Step 4: After the hot water wash, while the perlite is still moist, the centrifuge gently scrapes the perlite offthe walls. The regenerated perlite drops into a centrifuge slurry tank containing sterilized water. A final spray with sterilized water is used to clean the plastic filter media.

Reuse of Perlite from Centrifuge Slurry Tank The concentration of the perlite in the centrifuge slurry tank can optionally be controlled by an insertion densitometer and appropriate addition of sterile water. The tank itself can be open to the atmosphere as the regenerated perlite from each batch will be gravity fed into the tank while the tank is continually stirred with an agitator.

On demand from the finishing control room, regenerated slurry is then pumped to a filter media silo slurry tank where a known weight is added to adjust the concentration required for both precoat and bodyfeed tanks. The weight of perlite used for filtration will be somewhat less than DE since perlite is less dense, but the total volume will be approximately the same. If PVPP is used as chill-proofing agent, it will be incorporated at a preset level within the requested perlite and will have been regenerated along with the perlite.

Make-up with Fresh Perlite Operationally, it is planned to add fresh perlite (and PVPP if used as a chill- proofing agent) periodically into the filter media slurry tank as required because of attrition from incomplete sluicing and as necessary to maintain filtering (and PVPP chill- proofing) efficiency.

Pilot filtrations have been carried out over 20 times using the same perlite without significant loss of filterability, without increasing pressure drop and without detectable build-up of organic material. Small amounts of fresh perlite can be added at regular intervals as needed to make up for handling attrition. Fresh perlite make up will constitute a small percentage of perlite going to the filters and will then be washed in the

next regeneration cycle so that filtration will be carried out with primarily regenerated material. Embodiments of the invention are now described with reference to the accompanying drawing. These embodiments are described by way of example only and are not intended to limit the scope of the present invention.

BRIEF DESCRIPTION OF THE DRAWINGS FIG. 1 is a schematic diagram depicting a filtration process in accordance with the present invention.

DETAILED DESCRIPTION OF THE PREFERRED EMBODIMENT FIG. 1 depicts a flow diagram of a process for the regeneration of filter media used in the filtration of fine particles from a liquid (e. g., a malt beverage such as beer) in accordance with the present invention. The following detailed description of the preferred embodiment involves the filtration of a malt beverage using a filter media composed of perlite. The preferred filter media is primarily composed of perlite. The use of small amounts of PVPP in addition to the perlite is preferred. The PVPP aids in removing chill haze producing components and can eliminate or permit the use of less silica gel in the chill producing step. Advantageously, the PVPP can be regenerated using the same process that regenerates the perlite. The preferred particle size range for the perlite is determined by custom produced ranges that achieve the best beer clarity and longest filtration run times determined for the types of beers to be filtered.
-------
▶ Exercise task a
Print the part of the perlite regeneration text that runs from "Pilot filtrations have" up to and including "process in accordance with the present invention.".

Segmentation labeling entries
-------
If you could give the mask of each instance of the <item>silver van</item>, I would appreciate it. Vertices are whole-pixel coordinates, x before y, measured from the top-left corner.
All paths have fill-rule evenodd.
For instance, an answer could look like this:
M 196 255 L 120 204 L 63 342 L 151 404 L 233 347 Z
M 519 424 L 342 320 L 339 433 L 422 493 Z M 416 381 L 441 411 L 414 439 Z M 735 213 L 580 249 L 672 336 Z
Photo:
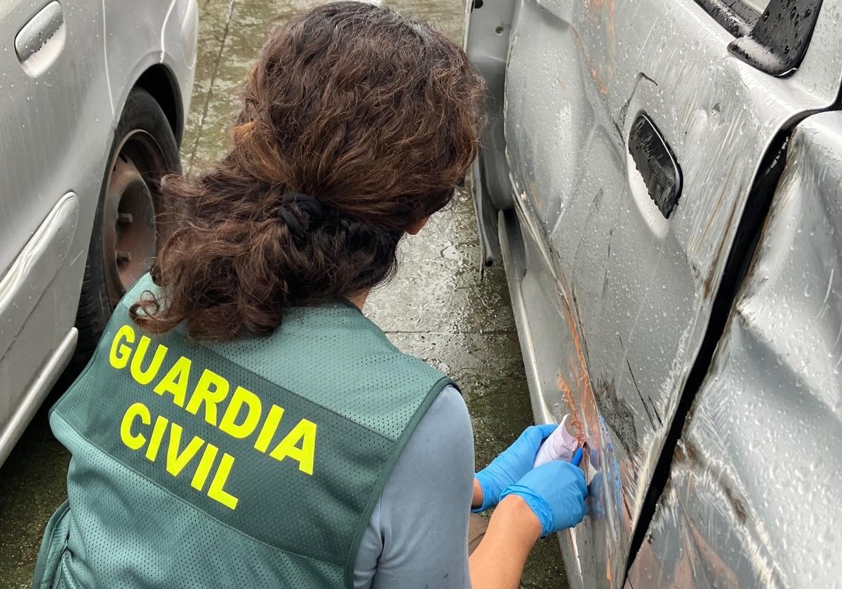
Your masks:
M 0 464 L 161 231 L 196 0 L 0 3 Z
M 470 0 L 571 587 L 842 586 L 842 2 Z

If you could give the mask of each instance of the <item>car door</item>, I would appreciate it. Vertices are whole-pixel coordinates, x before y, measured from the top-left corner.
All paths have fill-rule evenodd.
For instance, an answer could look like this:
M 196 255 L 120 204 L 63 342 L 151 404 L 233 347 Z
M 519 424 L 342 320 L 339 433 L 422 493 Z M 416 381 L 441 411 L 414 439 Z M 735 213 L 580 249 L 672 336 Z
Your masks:
M 76 316 L 113 123 L 101 10 L 0 5 L 0 462 L 25 424 L 15 413 L 29 384 Z
M 505 68 L 526 250 L 513 300 L 536 414 L 571 412 L 590 449 L 591 517 L 569 533 L 568 574 L 617 586 L 768 205 L 760 181 L 788 130 L 836 99 L 840 7 L 520 0 L 478 30 L 491 5 L 473 3 L 467 48 L 508 40 L 502 59 L 474 55 Z

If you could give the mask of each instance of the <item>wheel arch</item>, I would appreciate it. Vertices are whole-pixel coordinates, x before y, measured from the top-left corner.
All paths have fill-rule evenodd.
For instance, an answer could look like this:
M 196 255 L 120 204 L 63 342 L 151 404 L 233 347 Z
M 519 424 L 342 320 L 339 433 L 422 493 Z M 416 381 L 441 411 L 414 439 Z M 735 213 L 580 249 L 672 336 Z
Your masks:
M 175 141 L 180 147 L 184 130 L 184 107 L 173 72 L 163 63 L 150 66 L 137 78 L 133 88 L 142 88 L 155 98 L 166 115 L 173 135 L 175 135 Z

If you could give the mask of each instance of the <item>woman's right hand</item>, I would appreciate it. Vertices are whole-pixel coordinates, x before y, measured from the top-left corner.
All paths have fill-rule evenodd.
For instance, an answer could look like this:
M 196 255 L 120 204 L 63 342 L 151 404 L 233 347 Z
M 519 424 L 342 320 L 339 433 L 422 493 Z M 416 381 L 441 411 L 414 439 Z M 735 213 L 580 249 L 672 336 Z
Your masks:
M 541 536 L 573 528 L 584 517 L 584 473 L 568 462 L 552 460 L 524 475 L 500 494 L 517 495 L 541 523 Z

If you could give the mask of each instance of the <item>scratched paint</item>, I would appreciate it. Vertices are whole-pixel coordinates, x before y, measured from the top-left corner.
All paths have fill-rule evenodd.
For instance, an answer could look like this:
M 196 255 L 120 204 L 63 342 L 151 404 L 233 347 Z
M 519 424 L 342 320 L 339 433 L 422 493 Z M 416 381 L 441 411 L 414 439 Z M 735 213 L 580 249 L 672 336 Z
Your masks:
-------
▶ Exercise task b
Output the records from their first line up to and including the line with "M 505 68 L 526", leaving out the pictures.

▶ Correct response a
Pilot filtrations have been carried out over 20 times using the same perlite without significant loss of filterability, without increasing pressure drop and without detectable build-up of organic material. Small amounts of fresh perlite can be added at regular intervals as needed to make up for handling attrition. Fresh perlite make up will constitute a small percentage of perlite going to the filters and will then be washed in the

next regeneration cycle so that filtration will be carried out with primarily regenerated material. Embodiments of the invention are now described with reference to the accompanying drawing. These embodiments are described by way of example only and are not intended to limit the scope of the present invention.

BRIEF DESCRIPTION OF THE DRAWINGS FIG. 1 is a schematic diagram depicting a filtration process in accordance with the present invention.

▶ Correct response b
If you could give the mask of each instance of the <item>silver van</item>, I would appreciate it. Vertices are whole-pixel coordinates, x before y, measured from the top-left corner.
All paths have fill-rule evenodd.
For instance, an answer could look like this:
M 196 255 L 120 204 L 63 342 L 151 404 L 233 347 Z
M 519 424 L 342 320 L 339 433 L 422 493 Z M 416 381 L 441 411 L 414 439 Z M 735 213 L 580 249 L 672 336 Z
Photo:
Your masks:
M 0 464 L 161 231 L 196 0 L 0 3 Z
M 470 0 L 571 587 L 842 586 L 842 2 Z

If you could give the mask of each instance of the <item>car door</item>, I would appreciate it. Vertices are whole-pixel coordinates, x before y, measured from the top-left corner.
All paths have fill-rule evenodd.
For instance, an answer could look like this:
M 196 255 L 120 204 L 63 342 L 151 404 L 233 347 Z
M 519 424 L 342 320 L 339 433 L 422 493 Z M 416 381 L 441 411 L 414 439 Z M 735 213 L 580 249 L 672 336 Z
Your masks:
M 76 316 L 113 123 L 101 10 L 0 5 L 0 462 L 25 424 L 15 413 L 29 384 Z
M 505 68 L 526 250 L 513 300 L 536 414 L 571 412 L 590 449 L 591 517 L 569 533 L 568 574 L 617 586 L 768 205 L 760 181 L 788 130 L 836 99 L 840 7 L 520 0 L 478 30 L 491 5 L 473 3 L 467 48 L 508 40 L 502 59 L 474 55 Z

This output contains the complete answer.